- _Work instructions_
Reproduce the passage about Tuval Foguel word for word, between "Tuval Shmuel Foguel" and "Western Carolina University.", inclusive.

- _Extracted text_

Tuval Shmuel Foguel is Professor of Mathematics at Adelphi University in Garden City, New York. Tuval Foguel was born in 1959 in Berkeley, California to Hava and Shaul Foguel and he is a descendant of Saul Wahl. Through his mother Hava (née Sokolow), Professor Foguel is related to Nahum Sokolow. Professor Foguel received his B.S. in mathematics from York College, City University of New York in 1988 and his PhD in Mathematics under Michio Suzuki from the University of Illinois at Urbana–Champaign in 1992 with a focus on finite groups. He has introduced the term conjugate-permutable subgroup. In the past, Professor Foguel has also taught at the University of the West Indies, North Dakota State University, Auburn University Montgomery, and Western Carolina University.

Data extracted from a collection
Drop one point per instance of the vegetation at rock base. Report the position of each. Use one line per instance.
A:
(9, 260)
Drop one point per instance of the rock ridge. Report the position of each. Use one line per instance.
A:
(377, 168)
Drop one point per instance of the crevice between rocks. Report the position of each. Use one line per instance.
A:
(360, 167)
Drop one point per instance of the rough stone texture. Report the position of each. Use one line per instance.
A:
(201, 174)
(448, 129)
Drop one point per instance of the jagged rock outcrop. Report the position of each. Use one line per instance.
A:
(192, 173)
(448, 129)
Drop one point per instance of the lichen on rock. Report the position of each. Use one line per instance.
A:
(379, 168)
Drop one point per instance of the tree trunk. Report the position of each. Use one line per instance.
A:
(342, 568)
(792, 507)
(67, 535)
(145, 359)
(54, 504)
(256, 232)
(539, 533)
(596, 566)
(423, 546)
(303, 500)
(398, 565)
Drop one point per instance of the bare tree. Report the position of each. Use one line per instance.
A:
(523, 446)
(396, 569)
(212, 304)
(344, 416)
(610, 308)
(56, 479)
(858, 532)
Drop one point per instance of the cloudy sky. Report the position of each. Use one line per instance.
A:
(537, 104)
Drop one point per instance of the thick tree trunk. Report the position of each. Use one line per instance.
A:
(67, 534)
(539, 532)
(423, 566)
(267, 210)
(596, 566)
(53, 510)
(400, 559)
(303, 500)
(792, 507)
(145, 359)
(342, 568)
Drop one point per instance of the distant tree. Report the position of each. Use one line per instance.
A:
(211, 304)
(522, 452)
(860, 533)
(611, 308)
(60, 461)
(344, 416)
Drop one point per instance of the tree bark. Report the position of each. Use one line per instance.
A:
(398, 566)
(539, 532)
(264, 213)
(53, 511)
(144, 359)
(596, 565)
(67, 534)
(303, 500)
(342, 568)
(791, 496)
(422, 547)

- _Answer to this task_
Tuval Shmuel Foguel is Professor of Mathematics at Adelphi University in Garden City, New York. Tuval Foguel was born in 1959 in Berkeley, California to Hava and Shaul Foguel and he is a descendant of Saul Wahl. Through his mother Hava (née Sokolow), Professor Foguel is related to Nahum Sokolow. Professor Foguel received his B.S. in mathematics from York College, City University of New York in 1988 and his PhD in Mathematics under Michio Suzuki from the University of Illinois at Urbana–Champaign in 1992 with a focus on finite groups. He has introduced the term conjugate-permutable subgroup. In the past, Professor Foguel has also taught at the University of the West Indies, North Dakota State University, Auburn University Montgomery, and Western Carolina University.